[DATA ROWS]
* Begin *

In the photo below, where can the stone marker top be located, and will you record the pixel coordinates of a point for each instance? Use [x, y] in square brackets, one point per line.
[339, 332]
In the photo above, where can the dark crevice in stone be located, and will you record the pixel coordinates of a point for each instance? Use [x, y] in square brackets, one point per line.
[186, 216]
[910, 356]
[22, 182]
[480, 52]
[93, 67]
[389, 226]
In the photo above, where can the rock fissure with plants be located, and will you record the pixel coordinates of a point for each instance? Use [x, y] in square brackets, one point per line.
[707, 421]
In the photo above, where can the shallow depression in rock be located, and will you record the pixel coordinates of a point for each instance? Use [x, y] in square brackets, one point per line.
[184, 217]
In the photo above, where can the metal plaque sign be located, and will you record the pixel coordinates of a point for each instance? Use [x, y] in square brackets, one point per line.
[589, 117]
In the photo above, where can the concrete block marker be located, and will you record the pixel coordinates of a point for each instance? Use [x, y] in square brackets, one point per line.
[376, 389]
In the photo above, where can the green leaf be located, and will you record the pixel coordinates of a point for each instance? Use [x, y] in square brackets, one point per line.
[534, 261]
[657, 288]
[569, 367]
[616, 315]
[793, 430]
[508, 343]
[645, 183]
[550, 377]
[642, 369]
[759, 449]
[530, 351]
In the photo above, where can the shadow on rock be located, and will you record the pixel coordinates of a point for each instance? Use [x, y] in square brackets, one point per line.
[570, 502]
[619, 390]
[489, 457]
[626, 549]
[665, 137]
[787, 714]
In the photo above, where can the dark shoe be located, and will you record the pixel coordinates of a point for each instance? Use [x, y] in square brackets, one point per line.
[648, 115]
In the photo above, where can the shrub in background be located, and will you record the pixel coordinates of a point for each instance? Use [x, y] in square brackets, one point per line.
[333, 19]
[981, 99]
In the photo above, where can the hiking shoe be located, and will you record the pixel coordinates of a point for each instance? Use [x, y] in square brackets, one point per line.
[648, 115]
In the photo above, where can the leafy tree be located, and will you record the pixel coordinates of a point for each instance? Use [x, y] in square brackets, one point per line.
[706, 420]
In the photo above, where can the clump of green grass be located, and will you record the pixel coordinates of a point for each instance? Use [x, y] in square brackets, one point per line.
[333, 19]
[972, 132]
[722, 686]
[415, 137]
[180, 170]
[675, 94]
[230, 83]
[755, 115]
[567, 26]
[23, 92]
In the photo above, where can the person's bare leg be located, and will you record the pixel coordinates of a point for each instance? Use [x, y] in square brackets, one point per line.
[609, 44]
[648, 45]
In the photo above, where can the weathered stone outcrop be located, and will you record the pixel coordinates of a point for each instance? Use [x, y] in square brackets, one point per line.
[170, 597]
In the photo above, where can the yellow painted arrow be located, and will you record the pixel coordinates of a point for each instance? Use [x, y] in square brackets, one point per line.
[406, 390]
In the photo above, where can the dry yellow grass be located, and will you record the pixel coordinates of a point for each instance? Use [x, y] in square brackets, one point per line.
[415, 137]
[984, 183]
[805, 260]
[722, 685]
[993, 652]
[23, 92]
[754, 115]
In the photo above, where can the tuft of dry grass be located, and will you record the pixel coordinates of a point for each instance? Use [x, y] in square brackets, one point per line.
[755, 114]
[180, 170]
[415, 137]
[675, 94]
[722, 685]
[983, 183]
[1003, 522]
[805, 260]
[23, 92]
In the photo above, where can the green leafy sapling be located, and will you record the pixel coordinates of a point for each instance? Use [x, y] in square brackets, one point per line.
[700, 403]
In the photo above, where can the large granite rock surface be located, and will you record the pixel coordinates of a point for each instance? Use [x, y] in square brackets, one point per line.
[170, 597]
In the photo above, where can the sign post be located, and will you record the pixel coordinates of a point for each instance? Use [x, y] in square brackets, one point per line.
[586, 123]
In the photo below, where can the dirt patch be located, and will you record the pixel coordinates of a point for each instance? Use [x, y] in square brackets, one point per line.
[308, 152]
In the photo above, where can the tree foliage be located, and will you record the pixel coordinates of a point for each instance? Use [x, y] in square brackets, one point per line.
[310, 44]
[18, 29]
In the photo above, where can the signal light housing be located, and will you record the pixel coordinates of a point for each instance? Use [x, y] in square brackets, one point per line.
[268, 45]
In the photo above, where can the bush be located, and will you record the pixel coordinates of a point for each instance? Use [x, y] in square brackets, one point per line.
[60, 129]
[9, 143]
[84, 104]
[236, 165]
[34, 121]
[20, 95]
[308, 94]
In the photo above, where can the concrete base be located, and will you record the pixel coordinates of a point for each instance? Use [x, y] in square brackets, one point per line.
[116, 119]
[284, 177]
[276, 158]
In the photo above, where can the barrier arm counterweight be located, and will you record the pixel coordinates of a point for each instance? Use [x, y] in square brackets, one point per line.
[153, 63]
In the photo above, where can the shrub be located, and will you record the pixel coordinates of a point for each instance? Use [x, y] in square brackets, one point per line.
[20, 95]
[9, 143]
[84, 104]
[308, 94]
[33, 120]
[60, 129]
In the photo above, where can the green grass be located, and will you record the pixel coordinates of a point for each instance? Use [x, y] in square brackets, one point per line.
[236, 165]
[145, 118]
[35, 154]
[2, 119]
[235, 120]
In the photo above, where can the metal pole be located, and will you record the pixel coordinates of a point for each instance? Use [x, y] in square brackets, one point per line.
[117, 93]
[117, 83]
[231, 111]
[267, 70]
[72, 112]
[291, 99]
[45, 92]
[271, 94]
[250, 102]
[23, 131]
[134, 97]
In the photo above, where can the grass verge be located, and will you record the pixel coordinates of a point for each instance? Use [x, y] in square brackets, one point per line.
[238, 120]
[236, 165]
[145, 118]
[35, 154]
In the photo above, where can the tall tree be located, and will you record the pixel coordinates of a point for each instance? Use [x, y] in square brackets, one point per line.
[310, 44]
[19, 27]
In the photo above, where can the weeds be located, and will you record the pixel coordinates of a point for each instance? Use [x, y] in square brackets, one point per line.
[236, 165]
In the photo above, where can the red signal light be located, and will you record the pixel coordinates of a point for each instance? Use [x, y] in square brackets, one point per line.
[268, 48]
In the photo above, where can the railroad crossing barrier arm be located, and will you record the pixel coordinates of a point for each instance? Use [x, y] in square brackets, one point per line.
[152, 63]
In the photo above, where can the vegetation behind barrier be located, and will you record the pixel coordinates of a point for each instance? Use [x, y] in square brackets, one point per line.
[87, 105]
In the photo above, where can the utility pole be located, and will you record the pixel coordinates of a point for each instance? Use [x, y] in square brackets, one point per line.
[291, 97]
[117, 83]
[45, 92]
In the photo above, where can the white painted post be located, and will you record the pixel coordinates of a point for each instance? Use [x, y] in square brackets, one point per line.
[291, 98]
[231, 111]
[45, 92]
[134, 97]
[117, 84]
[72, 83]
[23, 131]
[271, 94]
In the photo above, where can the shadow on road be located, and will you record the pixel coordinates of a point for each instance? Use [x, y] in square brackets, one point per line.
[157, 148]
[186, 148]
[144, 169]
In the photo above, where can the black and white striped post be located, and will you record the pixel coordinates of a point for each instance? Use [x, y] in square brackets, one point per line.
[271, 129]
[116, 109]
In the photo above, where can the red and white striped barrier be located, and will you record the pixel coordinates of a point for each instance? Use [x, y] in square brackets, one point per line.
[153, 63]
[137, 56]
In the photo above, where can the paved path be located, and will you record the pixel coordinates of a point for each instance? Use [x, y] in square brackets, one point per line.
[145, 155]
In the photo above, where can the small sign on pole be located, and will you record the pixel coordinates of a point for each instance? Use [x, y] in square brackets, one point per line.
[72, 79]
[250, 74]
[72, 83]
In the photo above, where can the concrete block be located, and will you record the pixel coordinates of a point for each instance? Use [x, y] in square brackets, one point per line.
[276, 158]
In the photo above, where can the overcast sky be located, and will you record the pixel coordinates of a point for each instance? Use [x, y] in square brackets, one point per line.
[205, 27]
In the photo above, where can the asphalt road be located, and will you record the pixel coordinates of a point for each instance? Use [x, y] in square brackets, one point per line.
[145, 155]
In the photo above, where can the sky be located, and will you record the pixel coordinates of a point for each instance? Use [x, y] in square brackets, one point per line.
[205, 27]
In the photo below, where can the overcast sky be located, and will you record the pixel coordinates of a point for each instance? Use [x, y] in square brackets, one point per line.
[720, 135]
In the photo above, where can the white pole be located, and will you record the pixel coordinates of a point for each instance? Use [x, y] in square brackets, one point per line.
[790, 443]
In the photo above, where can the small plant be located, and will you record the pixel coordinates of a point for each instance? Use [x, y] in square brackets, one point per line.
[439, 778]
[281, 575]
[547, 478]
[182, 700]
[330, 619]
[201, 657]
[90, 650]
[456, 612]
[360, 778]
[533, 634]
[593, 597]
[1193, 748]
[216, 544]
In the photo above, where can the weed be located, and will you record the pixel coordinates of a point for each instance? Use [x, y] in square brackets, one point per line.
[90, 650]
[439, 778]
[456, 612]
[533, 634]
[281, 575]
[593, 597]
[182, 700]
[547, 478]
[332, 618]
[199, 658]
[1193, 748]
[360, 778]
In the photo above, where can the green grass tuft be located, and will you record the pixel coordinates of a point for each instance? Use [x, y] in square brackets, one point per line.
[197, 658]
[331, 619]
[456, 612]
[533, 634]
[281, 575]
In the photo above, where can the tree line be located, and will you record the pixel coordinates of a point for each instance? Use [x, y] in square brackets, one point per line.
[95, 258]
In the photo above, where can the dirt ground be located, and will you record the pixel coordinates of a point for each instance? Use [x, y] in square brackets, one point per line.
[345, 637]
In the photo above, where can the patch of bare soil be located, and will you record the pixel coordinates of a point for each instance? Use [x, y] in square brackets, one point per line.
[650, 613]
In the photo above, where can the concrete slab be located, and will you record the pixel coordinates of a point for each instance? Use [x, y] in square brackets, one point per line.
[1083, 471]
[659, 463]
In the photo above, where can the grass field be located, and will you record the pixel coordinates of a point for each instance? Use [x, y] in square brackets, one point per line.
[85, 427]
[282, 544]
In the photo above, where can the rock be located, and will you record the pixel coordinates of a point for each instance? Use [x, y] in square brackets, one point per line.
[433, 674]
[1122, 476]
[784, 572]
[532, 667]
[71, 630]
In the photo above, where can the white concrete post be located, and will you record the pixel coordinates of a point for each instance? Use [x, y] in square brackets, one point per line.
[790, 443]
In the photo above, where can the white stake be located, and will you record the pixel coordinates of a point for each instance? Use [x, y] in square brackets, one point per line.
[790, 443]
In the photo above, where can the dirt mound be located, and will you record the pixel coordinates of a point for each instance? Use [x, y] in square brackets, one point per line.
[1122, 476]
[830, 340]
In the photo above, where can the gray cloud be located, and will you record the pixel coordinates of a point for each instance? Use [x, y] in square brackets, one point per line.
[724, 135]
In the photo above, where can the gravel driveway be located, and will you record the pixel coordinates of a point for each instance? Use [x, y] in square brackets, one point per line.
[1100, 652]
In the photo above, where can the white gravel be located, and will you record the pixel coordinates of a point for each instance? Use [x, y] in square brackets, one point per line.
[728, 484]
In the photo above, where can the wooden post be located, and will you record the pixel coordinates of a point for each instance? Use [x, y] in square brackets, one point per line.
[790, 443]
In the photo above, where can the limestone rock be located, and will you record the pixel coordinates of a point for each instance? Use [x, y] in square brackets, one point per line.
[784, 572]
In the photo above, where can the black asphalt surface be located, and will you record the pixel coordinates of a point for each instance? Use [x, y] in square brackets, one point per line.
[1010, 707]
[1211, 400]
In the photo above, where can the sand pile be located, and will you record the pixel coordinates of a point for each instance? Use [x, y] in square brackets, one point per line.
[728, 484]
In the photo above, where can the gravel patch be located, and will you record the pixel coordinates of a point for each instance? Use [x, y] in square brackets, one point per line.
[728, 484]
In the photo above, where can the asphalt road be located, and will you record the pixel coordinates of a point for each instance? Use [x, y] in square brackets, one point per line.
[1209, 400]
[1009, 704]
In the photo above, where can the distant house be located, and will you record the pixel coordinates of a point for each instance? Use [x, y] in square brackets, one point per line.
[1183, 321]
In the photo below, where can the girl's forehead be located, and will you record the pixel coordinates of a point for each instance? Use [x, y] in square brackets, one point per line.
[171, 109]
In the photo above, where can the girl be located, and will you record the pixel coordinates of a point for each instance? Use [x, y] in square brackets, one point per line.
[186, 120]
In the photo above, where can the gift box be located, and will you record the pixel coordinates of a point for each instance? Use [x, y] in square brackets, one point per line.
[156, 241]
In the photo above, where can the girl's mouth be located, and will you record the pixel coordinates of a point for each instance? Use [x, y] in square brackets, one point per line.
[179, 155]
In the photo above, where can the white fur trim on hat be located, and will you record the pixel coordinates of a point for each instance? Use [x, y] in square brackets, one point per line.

* End *

[STATED GOAL]
Repeat exactly the lines starting at the line with "In the photo above, where can the distant" and ending with the final line of the entries. Include nothing else.

[THE RESPONSE]
In the photo above, where can the distant house be located, and will you record the pixel coordinates of a point for each instance? Use [x, y] in square brackets, one point per line.
[1183, 321]
In the photo below, where can the girl's forehead be located, and will you record the pixel coordinates of a point for each instance? Use [x, y] in square brackets, one point per line.
[171, 109]
In the photo above, where can the girl be located, and will you record the pixel coordinates of a point for each instance? Use [x, y] in square brackets, one point per line.
[186, 120]
In the photo above, where can the gift box be located, and will you record the pixel coordinates of a point for each instance? Use [x, y] in square brackets, one point per line.
[156, 241]
In the photo above, where can the girl's mouth be located, and will you record the pixel coordinates of a point for each instance? Use [x, y] in square brackets, one point per line.
[179, 155]
In the photo above, where can the white fur trim on hat be located, and will you record the pixel coordinates of a point for each instance? Use [x, y] in square brackets, one point per line.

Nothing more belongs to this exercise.